Übertrage aus dem Text über Melzer und Maria den folgenden Satz ins Englische: „Er sieht nur noch einen Ausweg und gibt eine Heiratsanzeige auf - er bekommt drei Zuschriften.“

» Vorliegender Text:
——————————
Das dritte Kind ist nun endlich ein Junge und Melzer beginnt, da ihm das Haus seiner Mutter, in dem sie nach deren Tod leben, zu klein geworden ist, ihr eigenes Haus zu bauen. Maria ist von dieser Idee begeistert und Melzer selbst ist nun so enthusiastisch, dass er einen Fernkurs belegt um Tischlermeister zu werden, doch so langsam verliert er die Begeisterung und kehrt zu seinem Alltagsleben zurück.

Maria leidet nun immer stärker an Husten und Melzer erfährt von ihrem Lugenfacharzt, dass sie an Lungenkrebs erkrankt ist und nur noch wenige Monate zu leben hat. Er verschweigt ihr dies und sie lebt wider erwarten noch fast ein Jahr bis das Haus fertig gebaut ist. Eines nachts stirbt sie, und Melzer steht vor einer unlöslichen Aufgabe, denn er weiß nicht was er mit seinen drei Kindern machen soll und so sieht er sich gezwungen die Fürsorge um Hilfe zu bitten, da er die Kinder auf keinen Fall in ein Heim geben möchte. Doch auch dort kann ihm nicht weitergeholfen werden und auch ein Kindermädchen lässt sich nicht finden. Er sieht nur noch einen Ausweg und gibt eine Heiratsanzeige auf - er bekommt drei Zuschriften.



Personen


Bruno Melzer: Melzer nimmt sich vom Anfang seines Lebens an vor, nicht an irgend jemanden gebunden zu sein, sondern sein Leben so zu leben, wie es für ihn lebenswert erscheint, d. h. immer das zu machen wozu er gerade Lust hat. Die persönliche Freiheit ist ihm sehr wichtig, weshalb er auch jeden Freitag seinen Herrenabend veranstaltet um sich zu beweisen, dass er der ,Herr im Haus' ist.
——————————
» Zu prüfendes Material:
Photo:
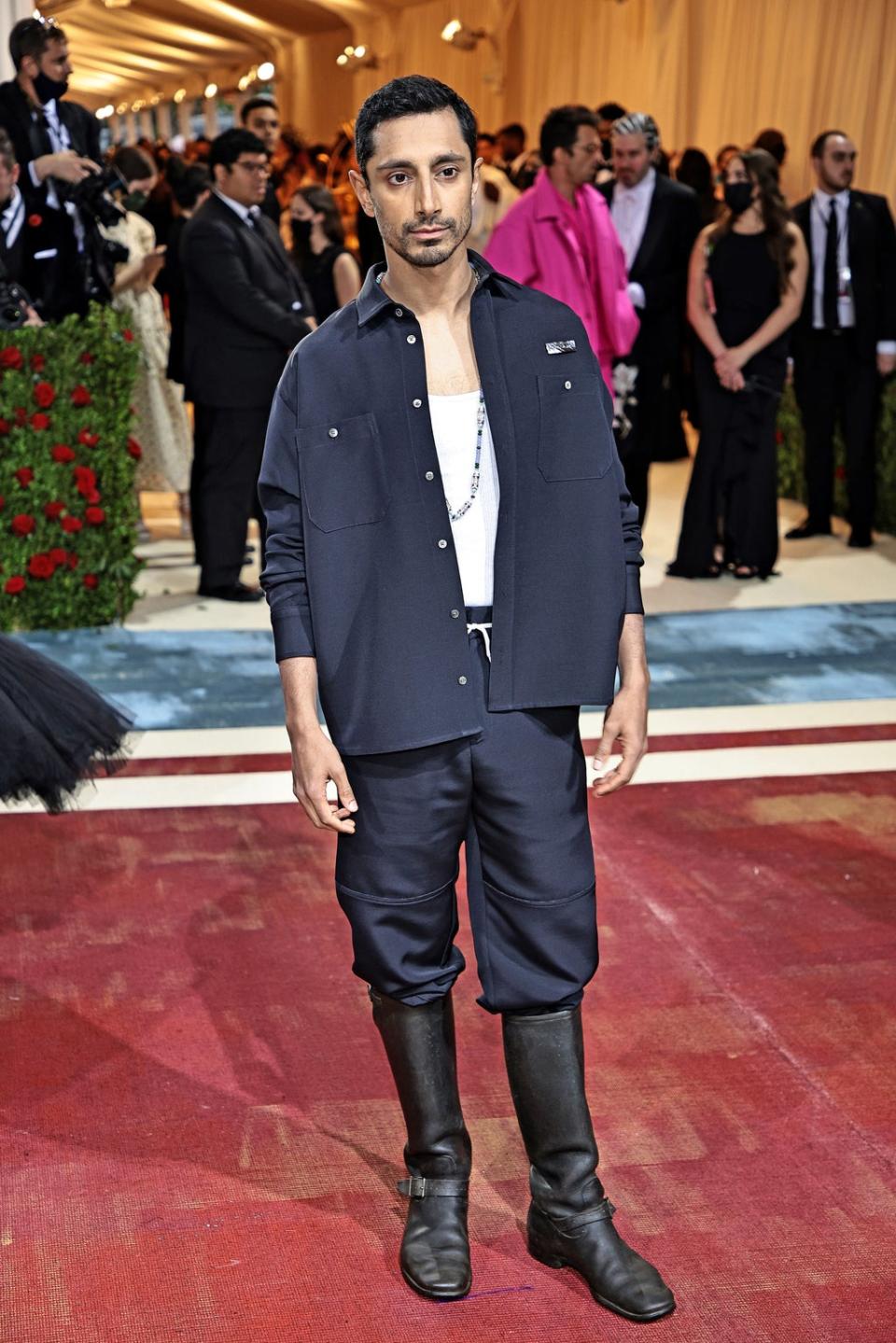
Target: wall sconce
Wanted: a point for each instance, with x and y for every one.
(458, 35)
(357, 58)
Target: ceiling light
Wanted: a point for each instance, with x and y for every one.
(458, 35)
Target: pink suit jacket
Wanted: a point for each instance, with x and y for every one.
(536, 245)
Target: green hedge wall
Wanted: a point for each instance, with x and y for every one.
(791, 483)
(67, 462)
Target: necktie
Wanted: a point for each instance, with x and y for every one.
(832, 269)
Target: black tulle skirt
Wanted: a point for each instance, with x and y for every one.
(54, 728)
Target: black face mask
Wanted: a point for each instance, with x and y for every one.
(302, 231)
(737, 196)
(48, 89)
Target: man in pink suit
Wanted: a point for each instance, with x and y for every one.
(559, 236)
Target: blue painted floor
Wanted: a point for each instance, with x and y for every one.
(777, 655)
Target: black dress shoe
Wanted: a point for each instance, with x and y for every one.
(232, 593)
(806, 529)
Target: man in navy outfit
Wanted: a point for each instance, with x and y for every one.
(453, 563)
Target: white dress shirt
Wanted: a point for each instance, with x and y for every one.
(629, 210)
(12, 217)
(819, 213)
(455, 419)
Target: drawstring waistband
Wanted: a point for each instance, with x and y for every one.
(480, 618)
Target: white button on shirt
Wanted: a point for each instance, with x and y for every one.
(455, 419)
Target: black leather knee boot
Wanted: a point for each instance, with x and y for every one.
(419, 1045)
(569, 1223)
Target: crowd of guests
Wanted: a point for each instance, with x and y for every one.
(692, 277)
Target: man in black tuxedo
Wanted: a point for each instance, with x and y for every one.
(246, 311)
(57, 144)
(260, 116)
(846, 339)
(657, 220)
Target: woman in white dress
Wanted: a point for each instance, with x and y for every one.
(161, 425)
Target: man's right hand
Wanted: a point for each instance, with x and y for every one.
(64, 165)
(315, 762)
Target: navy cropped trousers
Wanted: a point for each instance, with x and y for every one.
(516, 794)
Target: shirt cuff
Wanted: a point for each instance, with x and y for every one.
(293, 636)
(635, 606)
(636, 293)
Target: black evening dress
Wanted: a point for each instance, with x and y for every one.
(54, 728)
(733, 496)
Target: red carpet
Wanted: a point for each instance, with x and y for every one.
(201, 1140)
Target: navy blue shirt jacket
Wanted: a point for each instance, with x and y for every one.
(360, 568)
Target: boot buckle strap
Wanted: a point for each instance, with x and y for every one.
(418, 1186)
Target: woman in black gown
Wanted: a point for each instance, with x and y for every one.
(54, 728)
(745, 291)
(318, 253)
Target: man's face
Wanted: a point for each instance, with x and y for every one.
(246, 180)
(419, 186)
(8, 177)
(630, 159)
(265, 124)
(54, 62)
(837, 165)
(583, 158)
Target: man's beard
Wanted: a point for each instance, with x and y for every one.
(428, 253)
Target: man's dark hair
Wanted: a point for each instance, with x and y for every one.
(610, 110)
(133, 164)
(31, 38)
(227, 147)
(773, 141)
(819, 141)
(560, 128)
(410, 97)
(262, 100)
(7, 152)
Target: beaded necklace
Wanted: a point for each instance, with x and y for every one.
(474, 483)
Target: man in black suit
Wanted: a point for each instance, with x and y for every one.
(846, 339)
(260, 116)
(57, 144)
(657, 220)
(245, 314)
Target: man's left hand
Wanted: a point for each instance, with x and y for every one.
(624, 724)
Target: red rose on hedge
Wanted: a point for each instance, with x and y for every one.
(40, 567)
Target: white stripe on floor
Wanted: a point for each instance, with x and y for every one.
(259, 789)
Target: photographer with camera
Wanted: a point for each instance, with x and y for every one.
(57, 146)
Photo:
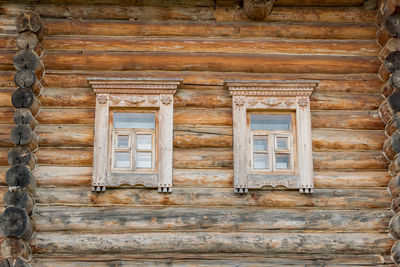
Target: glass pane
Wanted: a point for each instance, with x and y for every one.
(143, 142)
(134, 120)
(123, 141)
(122, 160)
(260, 161)
(260, 143)
(282, 143)
(143, 160)
(282, 161)
(271, 122)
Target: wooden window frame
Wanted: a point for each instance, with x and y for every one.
(120, 94)
(272, 97)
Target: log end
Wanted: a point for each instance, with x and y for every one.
(14, 222)
(28, 21)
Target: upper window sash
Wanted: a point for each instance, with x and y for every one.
(269, 95)
(137, 94)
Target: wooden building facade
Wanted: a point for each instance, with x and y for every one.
(348, 47)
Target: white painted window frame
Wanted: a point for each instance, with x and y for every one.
(133, 93)
(271, 95)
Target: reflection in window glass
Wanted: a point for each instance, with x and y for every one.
(260, 143)
(143, 142)
(122, 160)
(261, 161)
(134, 120)
(143, 160)
(123, 141)
(270, 122)
(282, 161)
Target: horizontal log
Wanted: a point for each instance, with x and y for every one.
(205, 29)
(190, 13)
(209, 62)
(363, 120)
(261, 243)
(332, 3)
(351, 83)
(123, 219)
(174, 260)
(209, 197)
(225, 45)
(204, 62)
(202, 136)
(14, 261)
(295, 14)
(82, 176)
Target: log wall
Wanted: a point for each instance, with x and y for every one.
(202, 222)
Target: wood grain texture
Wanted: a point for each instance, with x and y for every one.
(210, 197)
(173, 260)
(215, 242)
(132, 28)
(224, 62)
(352, 83)
(126, 219)
(213, 178)
(190, 13)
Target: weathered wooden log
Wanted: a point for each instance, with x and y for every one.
(394, 227)
(29, 40)
(227, 260)
(24, 98)
(24, 136)
(392, 25)
(23, 116)
(14, 262)
(88, 219)
(207, 62)
(21, 155)
(198, 29)
(257, 9)
(28, 21)
(15, 222)
(19, 198)
(216, 242)
(392, 61)
(21, 176)
(14, 247)
(395, 253)
(28, 59)
(227, 45)
(346, 199)
(27, 79)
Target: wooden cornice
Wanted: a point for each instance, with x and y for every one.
(128, 85)
(271, 87)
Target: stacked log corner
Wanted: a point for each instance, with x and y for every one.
(15, 222)
(388, 36)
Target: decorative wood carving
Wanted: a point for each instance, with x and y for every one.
(136, 93)
(272, 95)
(257, 9)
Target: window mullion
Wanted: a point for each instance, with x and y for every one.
——————————
» Ergebnis: He sees only one way out left and places a marriage advertisement – he receives three replies.